Exercise brief:
Copy the lines below, beginning with the one that contains "Target: italian flag" and continuing through the final line, exactly as written and with no other lines.

* * * * *

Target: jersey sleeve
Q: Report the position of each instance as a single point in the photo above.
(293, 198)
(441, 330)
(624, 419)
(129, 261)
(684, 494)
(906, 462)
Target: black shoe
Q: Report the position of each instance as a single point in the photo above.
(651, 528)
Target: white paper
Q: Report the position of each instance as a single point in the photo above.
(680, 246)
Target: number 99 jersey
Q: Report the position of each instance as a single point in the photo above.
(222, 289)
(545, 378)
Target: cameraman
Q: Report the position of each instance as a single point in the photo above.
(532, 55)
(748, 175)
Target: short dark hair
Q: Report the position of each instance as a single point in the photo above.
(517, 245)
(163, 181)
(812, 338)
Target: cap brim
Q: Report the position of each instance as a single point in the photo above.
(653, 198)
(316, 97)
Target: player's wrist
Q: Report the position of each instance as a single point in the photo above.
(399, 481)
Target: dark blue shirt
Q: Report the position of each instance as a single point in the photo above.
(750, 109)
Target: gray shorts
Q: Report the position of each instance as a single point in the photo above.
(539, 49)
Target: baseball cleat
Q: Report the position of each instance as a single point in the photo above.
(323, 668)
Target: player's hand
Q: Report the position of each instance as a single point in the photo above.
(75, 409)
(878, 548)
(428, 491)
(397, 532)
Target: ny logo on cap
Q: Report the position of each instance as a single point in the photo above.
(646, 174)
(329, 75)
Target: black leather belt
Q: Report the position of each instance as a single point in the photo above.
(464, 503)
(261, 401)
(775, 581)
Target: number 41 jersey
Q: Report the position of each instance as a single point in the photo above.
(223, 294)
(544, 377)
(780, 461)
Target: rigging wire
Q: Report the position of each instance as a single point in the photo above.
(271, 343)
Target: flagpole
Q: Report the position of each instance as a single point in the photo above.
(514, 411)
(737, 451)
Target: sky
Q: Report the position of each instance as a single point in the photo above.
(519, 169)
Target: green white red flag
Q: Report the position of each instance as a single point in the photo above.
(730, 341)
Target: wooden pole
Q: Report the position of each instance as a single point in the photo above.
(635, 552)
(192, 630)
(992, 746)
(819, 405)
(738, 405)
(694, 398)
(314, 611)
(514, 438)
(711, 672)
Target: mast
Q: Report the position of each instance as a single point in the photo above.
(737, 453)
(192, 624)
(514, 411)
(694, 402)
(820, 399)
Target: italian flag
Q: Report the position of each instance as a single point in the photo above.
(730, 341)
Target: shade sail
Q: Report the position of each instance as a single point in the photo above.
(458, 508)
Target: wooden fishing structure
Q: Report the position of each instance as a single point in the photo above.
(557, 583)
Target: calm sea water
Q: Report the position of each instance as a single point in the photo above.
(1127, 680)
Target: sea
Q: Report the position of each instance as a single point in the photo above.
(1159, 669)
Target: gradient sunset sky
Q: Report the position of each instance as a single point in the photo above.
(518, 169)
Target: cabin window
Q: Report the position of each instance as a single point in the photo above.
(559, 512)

* * * * *

Answer to this task:
Target: italian flag
Q: Report the position of each instance as a single point in the photo above.
(730, 341)
Target: shade sail
Q: Report the position of each instance as a single point in the photo above.
(458, 508)
Target: wooden fishing structure
Q: Report the position of each instance as a single point in the photo above.
(557, 583)
Target: calm sea water
Q: Report the position of each instance as a single point in the photo above.
(1127, 680)
Target: sea
Q: Report the position of each instance as a single point in the photo above.
(1159, 669)
Target: gradient sunset sky
Q: Report the position of each instance as a single point in the photo above.
(518, 169)
Target: cabin window
Q: Report the position of each instance as a single point in the photo above.
(559, 512)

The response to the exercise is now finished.